• Work to be completed:
Set down each entry from the block beneath, exactly as written.
>> Begin Data for this exercise
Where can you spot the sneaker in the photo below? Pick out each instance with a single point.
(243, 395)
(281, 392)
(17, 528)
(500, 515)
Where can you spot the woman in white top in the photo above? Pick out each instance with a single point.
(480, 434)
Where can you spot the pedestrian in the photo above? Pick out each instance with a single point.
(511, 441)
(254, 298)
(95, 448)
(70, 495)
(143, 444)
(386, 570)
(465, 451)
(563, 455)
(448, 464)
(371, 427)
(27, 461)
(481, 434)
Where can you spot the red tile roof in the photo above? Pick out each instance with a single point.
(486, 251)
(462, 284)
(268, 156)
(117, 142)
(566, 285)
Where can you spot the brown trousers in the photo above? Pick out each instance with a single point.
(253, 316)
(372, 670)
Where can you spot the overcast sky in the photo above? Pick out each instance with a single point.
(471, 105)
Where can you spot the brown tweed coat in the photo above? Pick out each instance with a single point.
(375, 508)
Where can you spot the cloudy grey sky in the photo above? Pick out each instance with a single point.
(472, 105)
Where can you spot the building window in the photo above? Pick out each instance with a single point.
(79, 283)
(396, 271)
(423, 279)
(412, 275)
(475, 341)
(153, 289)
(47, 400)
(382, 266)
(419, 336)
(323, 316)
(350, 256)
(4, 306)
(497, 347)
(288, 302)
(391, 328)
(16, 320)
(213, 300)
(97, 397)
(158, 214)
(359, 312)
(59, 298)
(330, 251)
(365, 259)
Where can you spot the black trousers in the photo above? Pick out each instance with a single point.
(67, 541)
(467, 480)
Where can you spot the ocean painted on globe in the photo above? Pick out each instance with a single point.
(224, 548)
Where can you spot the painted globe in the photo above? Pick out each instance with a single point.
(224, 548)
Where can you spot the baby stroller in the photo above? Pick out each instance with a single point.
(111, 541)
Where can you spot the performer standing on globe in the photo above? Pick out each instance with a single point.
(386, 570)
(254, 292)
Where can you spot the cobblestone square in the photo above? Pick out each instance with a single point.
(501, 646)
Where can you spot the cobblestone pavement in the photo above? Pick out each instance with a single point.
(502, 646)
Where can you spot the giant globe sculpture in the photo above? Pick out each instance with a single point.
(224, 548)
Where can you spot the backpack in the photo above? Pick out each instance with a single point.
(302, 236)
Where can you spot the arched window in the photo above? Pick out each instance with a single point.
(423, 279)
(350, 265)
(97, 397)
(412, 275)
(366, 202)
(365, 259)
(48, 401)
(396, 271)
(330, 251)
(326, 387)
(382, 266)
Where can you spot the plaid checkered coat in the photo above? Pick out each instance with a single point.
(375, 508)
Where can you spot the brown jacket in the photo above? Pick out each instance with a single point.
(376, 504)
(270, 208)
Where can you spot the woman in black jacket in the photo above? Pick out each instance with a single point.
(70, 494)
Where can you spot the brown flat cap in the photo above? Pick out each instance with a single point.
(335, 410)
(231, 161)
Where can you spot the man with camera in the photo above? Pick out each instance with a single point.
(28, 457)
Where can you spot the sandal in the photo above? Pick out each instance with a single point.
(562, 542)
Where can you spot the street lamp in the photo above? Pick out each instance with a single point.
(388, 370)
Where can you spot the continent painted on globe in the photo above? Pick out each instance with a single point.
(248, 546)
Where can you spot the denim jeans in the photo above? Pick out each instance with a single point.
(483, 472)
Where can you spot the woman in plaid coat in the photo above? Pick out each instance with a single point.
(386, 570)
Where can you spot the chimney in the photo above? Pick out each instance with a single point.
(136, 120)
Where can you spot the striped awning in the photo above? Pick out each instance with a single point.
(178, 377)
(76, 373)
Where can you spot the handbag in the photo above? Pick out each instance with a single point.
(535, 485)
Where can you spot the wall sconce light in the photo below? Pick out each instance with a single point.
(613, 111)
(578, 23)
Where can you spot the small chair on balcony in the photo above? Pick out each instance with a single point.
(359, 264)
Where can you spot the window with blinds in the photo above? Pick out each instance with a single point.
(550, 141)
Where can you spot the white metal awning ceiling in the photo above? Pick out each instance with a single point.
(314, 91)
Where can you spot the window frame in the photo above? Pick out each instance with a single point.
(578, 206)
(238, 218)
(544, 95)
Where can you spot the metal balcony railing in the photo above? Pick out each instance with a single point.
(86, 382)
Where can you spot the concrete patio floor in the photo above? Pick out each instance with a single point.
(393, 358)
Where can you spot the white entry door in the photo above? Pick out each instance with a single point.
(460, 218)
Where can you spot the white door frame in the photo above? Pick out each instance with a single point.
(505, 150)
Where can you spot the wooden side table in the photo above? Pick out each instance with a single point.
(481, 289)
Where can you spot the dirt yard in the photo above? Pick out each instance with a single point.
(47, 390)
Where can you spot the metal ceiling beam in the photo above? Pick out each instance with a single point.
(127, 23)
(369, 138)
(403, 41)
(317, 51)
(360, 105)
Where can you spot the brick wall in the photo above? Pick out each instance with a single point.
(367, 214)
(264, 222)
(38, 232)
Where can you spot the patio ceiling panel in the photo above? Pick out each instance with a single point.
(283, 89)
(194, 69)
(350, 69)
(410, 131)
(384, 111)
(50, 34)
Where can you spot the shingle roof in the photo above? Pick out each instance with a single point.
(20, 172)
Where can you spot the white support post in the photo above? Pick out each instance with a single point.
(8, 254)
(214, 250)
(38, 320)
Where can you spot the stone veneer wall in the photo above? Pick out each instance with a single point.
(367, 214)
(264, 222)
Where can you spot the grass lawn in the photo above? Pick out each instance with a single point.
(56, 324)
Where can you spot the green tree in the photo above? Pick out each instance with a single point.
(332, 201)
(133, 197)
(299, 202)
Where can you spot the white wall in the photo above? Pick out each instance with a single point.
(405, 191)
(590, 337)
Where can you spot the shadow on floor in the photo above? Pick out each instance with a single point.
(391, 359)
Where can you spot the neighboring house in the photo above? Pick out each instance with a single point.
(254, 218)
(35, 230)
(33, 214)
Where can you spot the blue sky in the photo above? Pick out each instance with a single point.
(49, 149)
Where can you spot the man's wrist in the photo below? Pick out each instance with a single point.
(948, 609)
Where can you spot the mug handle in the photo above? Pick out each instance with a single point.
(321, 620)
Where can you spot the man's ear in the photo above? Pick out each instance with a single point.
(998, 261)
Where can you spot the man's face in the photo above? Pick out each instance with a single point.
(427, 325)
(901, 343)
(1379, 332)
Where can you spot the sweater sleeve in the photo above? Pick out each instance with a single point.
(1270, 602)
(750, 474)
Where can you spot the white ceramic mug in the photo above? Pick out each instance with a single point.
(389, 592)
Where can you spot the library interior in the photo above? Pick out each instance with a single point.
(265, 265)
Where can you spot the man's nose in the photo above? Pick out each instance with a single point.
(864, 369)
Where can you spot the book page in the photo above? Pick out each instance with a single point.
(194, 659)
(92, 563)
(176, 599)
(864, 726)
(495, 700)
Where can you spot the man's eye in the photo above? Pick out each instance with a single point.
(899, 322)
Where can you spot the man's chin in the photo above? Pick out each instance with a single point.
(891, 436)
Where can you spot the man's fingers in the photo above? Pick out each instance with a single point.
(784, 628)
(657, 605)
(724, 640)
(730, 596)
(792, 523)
>> End Data for this exercise
• Response:
Where can you spot the sneaker in the photo below? Pick out each instance with a single point.
(243, 395)
(281, 392)
(17, 528)
(500, 515)
Where can you spot the woman in white top in the photo above? Pick out each instance with a single point.
(480, 434)
Where can you spot the pedestrian in the photo above? Pick out each instance with a single point.
(511, 441)
(254, 298)
(95, 448)
(70, 495)
(143, 444)
(386, 570)
(465, 451)
(563, 455)
(448, 464)
(371, 427)
(27, 461)
(481, 434)
Where can you spot the red tile roof in the photo above? Pick out each instance with a single point.
(486, 251)
(462, 284)
(268, 156)
(117, 142)
(566, 285)
Where can you spot the brown trousers in the photo above? Pick out each instance with a single point.
(253, 316)
(372, 670)
Where can you spot the overcast sky in the photo above? Pick out each instance with a single point.
(471, 105)
Where can you spot the brown tweed coat in the photo above? Pick out each instance with a single point.
(375, 508)
Where can you spot the cloudy grey sky in the photo above? Pick out each instance with a single point.
(472, 105)
Where can you spot the building window in the photo above? Pick out each instance with a single point.
(79, 283)
(396, 271)
(423, 279)
(412, 275)
(475, 341)
(153, 289)
(47, 400)
(382, 266)
(419, 336)
(323, 316)
(350, 256)
(4, 306)
(497, 347)
(288, 302)
(391, 328)
(16, 320)
(213, 300)
(97, 397)
(158, 214)
(359, 312)
(59, 298)
(330, 251)
(365, 259)
Where can you spot the black trousers in the photo above? Pick out each instance with a single point.
(67, 541)
(467, 480)
Where can you spot the ocean painted on globe in the photo above? Pick out each instance with a single point.
(224, 548)
Where can you spot the painted globe in the photo above? Pick out each instance with a single point.
(224, 548)
Where can you spot the baby stroller in the photo above? Pick out each instance with a single point.
(111, 541)
Where can you spot the performer standing on globe in the photo above? Pick out each instance with a single point.
(386, 570)
(254, 292)
Where can you spot the cobblestone square in the photo above? Pick out each instance with a single point.
(501, 646)
Where can you spot the cobblestone pavement in the photo above? Pick out each instance with a single point.
(502, 646)
Where can you spot the giant globe sculpture in the photo above? Pick out each instance with a single point.
(224, 548)
Where can you spot the backpack in the photo above? Pick out each instance with a single point.
(302, 236)
Where can you spot the arched window in the photo above? Pick out each instance with a single point.
(423, 279)
(350, 265)
(97, 397)
(412, 275)
(366, 202)
(365, 259)
(48, 401)
(396, 271)
(330, 251)
(326, 387)
(382, 266)
Where can you spot the plaid checkered coat in the photo above? Pick out each instance with a single point.
(375, 508)
Where can you spot the brown jacket in the photo above? Pick out each instance with a single point.
(376, 504)
(270, 208)
Where can you spot the woman in black jacket in the photo above? Pick out each instance with a single point.
(70, 494)
Where can you spot the brown flat cap in the photo above? Pick out each instance with a single point.
(335, 410)
(231, 161)
Where can you spot the man with camera in the photo above? Pick out each instance with a single point.
(28, 457)
Where can you spot the sandal in the photo above? Pick out each instance with a single point.
(562, 542)
Where can you spot the street lamp in the photo above? Pick out each instance with a single point.
(388, 370)
Where can you spot the continent painted on globe in the photo above? Pick out each instance with a single point.
(248, 546)
Where can you spot the denim jeans in the photo above? Pick out each instance with a single point.
(483, 472)
Where can you spot the woman in plaid coat in the photo above? Pick out each instance with a single point.
(386, 570)
Where can you spot the chimney in the photo above? Pick out each instance with a single point.
(136, 120)
Where can you spot the striped awning in the photo above? Pick out each instance with a single point.
(178, 377)
(76, 373)
Where can you spot the handbag in the photo above? Pick out each instance with a single point.
(535, 485)
Where can you spot the wall sconce light in the photo below? Pick out each instance with a single point.
(613, 111)
(578, 23)
Where can you spot the small chair on balcony in the photo above? Pick out each instance with a single point.
(359, 264)
Where can you spot the window with blinds in the photo above? Pick out each instance with a single point.
(550, 141)
Where can you spot the white metal awning ceiling in the photo above? Pick out each instance with a single point.
(314, 91)
Where can you spot the window frame in the photo above? Pick out each instance with a single point.
(578, 206)
(238, 218)
(544, 95)
Where can you spot the metal balcony railing in the photo above? Pick out each instance with a single point.
(86, 382)
Where can you spot the concrete patio floor in the photo above? Pick out each instance with a single point.
(393, 358)
Where can you spot the white entry door in the photo above? Pick out each instance with a single point.
(460, 218)
Where can you spot the white door frame in the photo above? Pick out each instance with a single point.
(505, 150)
Where can you spot the wooden side table in the photo above? Pick out each instance with a single point.
(481, 289)
Where can you spot the dirt yard in the photo above? Pick out each instance with a single point.
(47, 390)
Where can you spot the metal ceiling beam in the photo above? Pick out each instance with a single point.
(127, 23)
(369, 138)
(403, 41)
(317, 51)
(360, 105)
Where can you spot the brick wall in the photo above? Pick out each instance with a single point.
(367, 214)
(264, 222)
(38, 232)
Where can you spot the patio ceiling panel in the photo above? Pick out each instance with a single point.
(283, 89)
(194, 69)
(350, 69)
(410, 131)
(384, 111)
(50, 34)
Where can you spot the shingle roof in the photo above? Pick out each instance with a single point.
(20, 172)
Where can you spot the white support post in the photo above? Pick out each instance with a single point.
(8, 254)
(214, 250)
(38, 320)
Where can you spot the stone veneer wall in the photo above? Pick out each instance with a single point.
(367, 214)
(264, 222)
Where can you spot the grass lawn in the photo above? Pick out each instance with a single point.
(56, 324)
Where can you spot the green tree in the photo above? Pick out each instance with a single point.
(332, 201)
(133, 197)
(299, 202)
Where can you spot the white wall in the photo above? Pick out each instance with a single point.
(405, 191)
(590, 337)
Where can you spot the shadow on floor in the photo above? Pick out each instance with a single point.
(391, 359)
Where can you spot the neighboring house in the photo above? Pick out each instance with a single point.
(254, 218)
(35, 230)
(33, 214)
Where can you spot the blue sky in the photo above? Pick out each instance with a single point.
(49, 149)
Where can you spot the man's wrist in the photo below? Pick out each instance with a single point.
(948, 609)
Where can you spot the mug handle in the photo above? Pick out each instance with a single point.
(321, 620)
Where can you spot the man's ear in the photo above? Pick out each instance with a single point.
(998, 261)
Where can you spot the man's face in the photo above? Pick out each instance with a single point.
(427, 325)
(901, 343)
(1379, 332)
Where can you spot the sweater sleeve in the photo above? Pick out each instance with a single point.
(1270, 602)
(750, 474)
Where can you spot the white ceramic mug in the photo above? Pick out each instance with a single point.
(389, 592)
Where can you spot the library interior in the photo above? Pick out each instance with a single point.
(265, 265)
Where can you spot the man's nose in the photo above? Pick out each instance with a single point.
(864, 369)
Where can you spot the book page in the photo above? Pick out each instance with a single point.
(194, 659)
(92, 563)
(176, 599)
(864, 726)
(495, 700)
Where can you spot the man's eye in the photo above? Pick out each instance with a single point.
(899, 322)
Where can you spot the man's chin in the photo above? Pick out each instance with a single point.
(891, 436)
Where can you spot the man's fingers in the photo above? Pick out each instance with a single point.
(784, 628)
(657, 605)
(724, 640)
(730, 596)
(792, 523)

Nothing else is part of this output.